◆ ACTIVITIES:
A – Reproduce the passage of the essay on China's pollution protests, starting at "Near Qidong, a" and ending at "work cancelled the project.".
B – List every Chinese town or city that the essay on China's pollution protests names as a site of pollution protests.

◆ SUPPLIED TEXT:

China has long been the secret envy of American industrialists. Imagine being able to do whatever you want — build any factory anywhere, pay people whatever the hell you feel like laying them, dump your waste wherever the hell you feel like dumping it — all with no interference from any news media, EPA, environmental organization or opposition party. Forget West Virginia — that’s almost heaven. But be careful what you wish for, boys and girls; China is coming apart faster than we are.
Angry and violent protesters are taking to the streets in China — most recently in the Sichuan town of Shifang, the cities of Dalian in the northeast and Haimen in southern Guangdong province, and most recently in Qidong, on the east coast — not because of food prices, or low wages, or government repression. These are pollution protesters.
Near Qidong, a Japanese paper mill was about to build a pipeline to discharge its wastewater, 150,000 tons per day, directly into the ocean. When challenged about the plan, the government replied blandly that of course the factory’s sewage would not pollute the ocean. Under Mao, this sort of public relations used to work. But Mao did not have to deal with Facebook and Twitter spreading information and facilitating organization.
Last week, a thousand demonstrators took over the main government building in Qidong, trashed offices, overturned cars in the street and beat the crap out of two policemen. The frantic government first blocked the search term “Qidong” on China’s equivalent of Twitter, and when that failed to work, announced it would study the matter further, and when that didn’t work cancelled the project.
(So let me get this straight. The Chinese are able, in a few days, to stop a noxious pipeline from being built, but the American Keystone XL Pipeline project is still alive after how many years?)
A few weeks earlier in Shifang, in Sichuan province, the government deployed riot troops and tear gas to disperse angry crowds protesting plans to build a gigantic copper plant. They were under the impression that the emissions from the plant would poison them. Not their environment. Them. The government caved again, and cancelled the project.
To the Chinese people, it would seem, pollution is not an aesthetic concern for nose-wrinkling left-wing environmentalists. It is a threat to life. Vast tracts of land, much of the air and most of the waterways in the country have been to some extent poisoned by rampant, unrestrained industrialism. This industrialism has created a middle class where none existed before, people with the means to find out what’s going on around them and, once equipped with the Internet, to organize to do something about it.
In the United States, poisoning of the web of life has been somewhat restrained, in the past at least, by the aforementioned naysayers — environmentalists, journalists, liberals, and other such nabobs of negativism (does anybody remember Spiro Agnew?). But it proceeds apace, and is accelerating now as the big money (aided and abetted by the Supreme Court’s Citizens United decision) locks down more and more of our government. One of the consequences is that we are creating a whole class of unemployed and underemployed peasants where our middle class was before. And their lives are increasingly threatened by pollution and its many effects, including but not limited to climate change, oceanic dead zones, algae-clogged waterways and toxic air.

Referring-expression pointing data:
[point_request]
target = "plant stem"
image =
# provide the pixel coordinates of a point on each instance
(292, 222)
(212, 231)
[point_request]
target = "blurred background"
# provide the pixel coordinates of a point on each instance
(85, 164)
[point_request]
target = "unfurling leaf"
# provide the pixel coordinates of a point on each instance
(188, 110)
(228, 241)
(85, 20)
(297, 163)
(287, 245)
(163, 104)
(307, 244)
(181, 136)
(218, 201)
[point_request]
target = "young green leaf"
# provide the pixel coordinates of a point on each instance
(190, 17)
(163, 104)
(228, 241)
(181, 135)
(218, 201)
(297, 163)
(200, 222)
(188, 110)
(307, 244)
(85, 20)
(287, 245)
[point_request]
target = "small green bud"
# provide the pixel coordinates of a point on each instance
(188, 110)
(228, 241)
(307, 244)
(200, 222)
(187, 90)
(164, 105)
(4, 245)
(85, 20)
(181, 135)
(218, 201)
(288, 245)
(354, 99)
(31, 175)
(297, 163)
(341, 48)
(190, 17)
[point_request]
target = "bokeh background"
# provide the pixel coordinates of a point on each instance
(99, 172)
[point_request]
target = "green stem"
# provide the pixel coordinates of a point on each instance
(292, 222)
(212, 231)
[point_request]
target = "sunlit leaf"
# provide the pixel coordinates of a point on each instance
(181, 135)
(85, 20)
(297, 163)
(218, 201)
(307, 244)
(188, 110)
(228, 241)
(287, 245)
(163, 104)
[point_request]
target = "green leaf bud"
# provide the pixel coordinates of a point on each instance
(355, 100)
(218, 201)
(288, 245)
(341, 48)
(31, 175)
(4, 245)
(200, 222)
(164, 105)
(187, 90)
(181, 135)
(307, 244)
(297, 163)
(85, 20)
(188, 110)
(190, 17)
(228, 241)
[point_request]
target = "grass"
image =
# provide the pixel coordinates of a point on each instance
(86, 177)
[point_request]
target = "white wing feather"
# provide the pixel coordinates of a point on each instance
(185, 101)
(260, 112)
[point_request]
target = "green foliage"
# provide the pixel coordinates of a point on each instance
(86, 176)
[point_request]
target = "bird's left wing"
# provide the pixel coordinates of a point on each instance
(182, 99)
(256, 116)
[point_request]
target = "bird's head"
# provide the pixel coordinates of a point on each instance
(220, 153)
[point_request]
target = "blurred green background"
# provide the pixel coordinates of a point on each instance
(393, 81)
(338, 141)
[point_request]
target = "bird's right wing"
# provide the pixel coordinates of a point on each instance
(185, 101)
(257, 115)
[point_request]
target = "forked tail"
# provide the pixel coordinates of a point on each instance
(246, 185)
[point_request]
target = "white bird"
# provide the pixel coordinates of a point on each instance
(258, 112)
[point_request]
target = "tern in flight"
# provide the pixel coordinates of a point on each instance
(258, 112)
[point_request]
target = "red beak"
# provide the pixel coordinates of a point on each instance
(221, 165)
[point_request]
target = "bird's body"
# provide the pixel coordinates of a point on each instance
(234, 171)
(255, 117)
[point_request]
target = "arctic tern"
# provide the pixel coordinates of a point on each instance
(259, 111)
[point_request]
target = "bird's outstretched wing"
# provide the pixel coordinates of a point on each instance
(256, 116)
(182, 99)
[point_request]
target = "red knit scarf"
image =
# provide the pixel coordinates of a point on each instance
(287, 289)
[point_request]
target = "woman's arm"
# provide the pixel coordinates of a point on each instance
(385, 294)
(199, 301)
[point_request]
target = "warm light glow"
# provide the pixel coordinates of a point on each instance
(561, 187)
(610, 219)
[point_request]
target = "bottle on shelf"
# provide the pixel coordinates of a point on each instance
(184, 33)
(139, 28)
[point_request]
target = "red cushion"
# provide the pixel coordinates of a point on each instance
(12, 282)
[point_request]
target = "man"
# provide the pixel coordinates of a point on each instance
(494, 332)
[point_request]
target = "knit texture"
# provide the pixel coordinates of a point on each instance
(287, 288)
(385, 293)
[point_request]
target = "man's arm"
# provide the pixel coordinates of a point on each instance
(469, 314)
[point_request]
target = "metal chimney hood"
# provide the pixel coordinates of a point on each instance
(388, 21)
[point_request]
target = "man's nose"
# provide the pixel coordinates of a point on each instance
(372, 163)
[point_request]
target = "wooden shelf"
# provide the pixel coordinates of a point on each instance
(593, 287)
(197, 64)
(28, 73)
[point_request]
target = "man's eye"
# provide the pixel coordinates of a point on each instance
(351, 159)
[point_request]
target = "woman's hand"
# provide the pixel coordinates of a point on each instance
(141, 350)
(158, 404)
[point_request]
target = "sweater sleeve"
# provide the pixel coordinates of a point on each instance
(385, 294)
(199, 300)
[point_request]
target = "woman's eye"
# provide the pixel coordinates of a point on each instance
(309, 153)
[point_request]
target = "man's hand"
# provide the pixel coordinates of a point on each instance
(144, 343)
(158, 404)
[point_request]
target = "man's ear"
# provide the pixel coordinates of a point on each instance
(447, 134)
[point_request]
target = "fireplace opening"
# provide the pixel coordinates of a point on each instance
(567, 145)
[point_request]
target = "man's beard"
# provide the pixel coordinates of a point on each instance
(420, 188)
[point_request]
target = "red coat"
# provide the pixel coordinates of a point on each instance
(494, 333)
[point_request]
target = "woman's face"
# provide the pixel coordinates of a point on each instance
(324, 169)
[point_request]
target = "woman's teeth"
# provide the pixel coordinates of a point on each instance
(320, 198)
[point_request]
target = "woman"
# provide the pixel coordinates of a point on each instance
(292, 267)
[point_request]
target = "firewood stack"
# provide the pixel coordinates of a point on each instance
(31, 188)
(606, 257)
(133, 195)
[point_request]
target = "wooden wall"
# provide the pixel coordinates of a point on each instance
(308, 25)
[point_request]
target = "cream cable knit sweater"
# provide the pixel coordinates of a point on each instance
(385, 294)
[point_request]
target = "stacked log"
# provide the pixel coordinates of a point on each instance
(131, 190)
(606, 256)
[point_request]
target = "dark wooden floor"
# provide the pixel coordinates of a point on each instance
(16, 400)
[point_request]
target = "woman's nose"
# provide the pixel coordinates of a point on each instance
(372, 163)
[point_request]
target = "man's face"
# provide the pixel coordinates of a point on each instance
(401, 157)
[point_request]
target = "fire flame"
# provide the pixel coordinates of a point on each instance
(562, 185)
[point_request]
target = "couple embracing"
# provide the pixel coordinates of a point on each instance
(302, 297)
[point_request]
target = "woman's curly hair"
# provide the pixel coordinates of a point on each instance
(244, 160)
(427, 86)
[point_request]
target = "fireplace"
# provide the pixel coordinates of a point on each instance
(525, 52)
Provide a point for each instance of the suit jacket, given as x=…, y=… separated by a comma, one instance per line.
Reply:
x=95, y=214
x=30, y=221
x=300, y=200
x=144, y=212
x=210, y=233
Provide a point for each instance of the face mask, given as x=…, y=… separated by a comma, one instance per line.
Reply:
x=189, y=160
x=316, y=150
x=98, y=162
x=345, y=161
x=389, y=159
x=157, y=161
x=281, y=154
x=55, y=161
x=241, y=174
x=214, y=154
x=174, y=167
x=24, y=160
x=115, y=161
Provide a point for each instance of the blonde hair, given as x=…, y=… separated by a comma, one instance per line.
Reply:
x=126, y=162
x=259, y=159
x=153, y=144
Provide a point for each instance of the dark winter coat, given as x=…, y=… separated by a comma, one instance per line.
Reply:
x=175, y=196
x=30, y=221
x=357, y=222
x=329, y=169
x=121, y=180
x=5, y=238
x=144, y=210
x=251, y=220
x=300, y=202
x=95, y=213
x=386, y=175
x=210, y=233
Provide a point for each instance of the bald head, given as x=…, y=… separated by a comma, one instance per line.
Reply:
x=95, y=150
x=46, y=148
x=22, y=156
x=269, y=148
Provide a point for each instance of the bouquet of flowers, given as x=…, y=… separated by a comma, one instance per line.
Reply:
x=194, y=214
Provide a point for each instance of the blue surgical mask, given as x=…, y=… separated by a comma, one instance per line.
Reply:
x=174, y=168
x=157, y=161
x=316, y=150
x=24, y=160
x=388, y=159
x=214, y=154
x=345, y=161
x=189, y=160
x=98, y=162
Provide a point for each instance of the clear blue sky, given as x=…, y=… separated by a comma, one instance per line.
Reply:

◆ SOLUTIONS BY TASK:
A –
Near Qidong, a Japanese paper mill was about to build a pipeline to discharge its wastewater, 150,000 tons per day, directly into the ocean. When challenged about the plan, the government replied blandly that of course the factory’s sewage would not pollute the ocean. Under Mao, this sort of public relations used to work. But Mao did not have to deal with Facebook and Twitter spreading information and facilitating organization.
Last week, a thousand demonstrators took over the main government building in Qidong, trashed offices, overturned cars in the street and beat the crap out of two policemen. The frantic government first blocked the search term “Qidong” on China’s equivalent of Twitter, and when that failed to work, announced it would study the matter further, and when that didn’t work cancelled the project.

B – Shifang, Dalian, Haimen, Qidong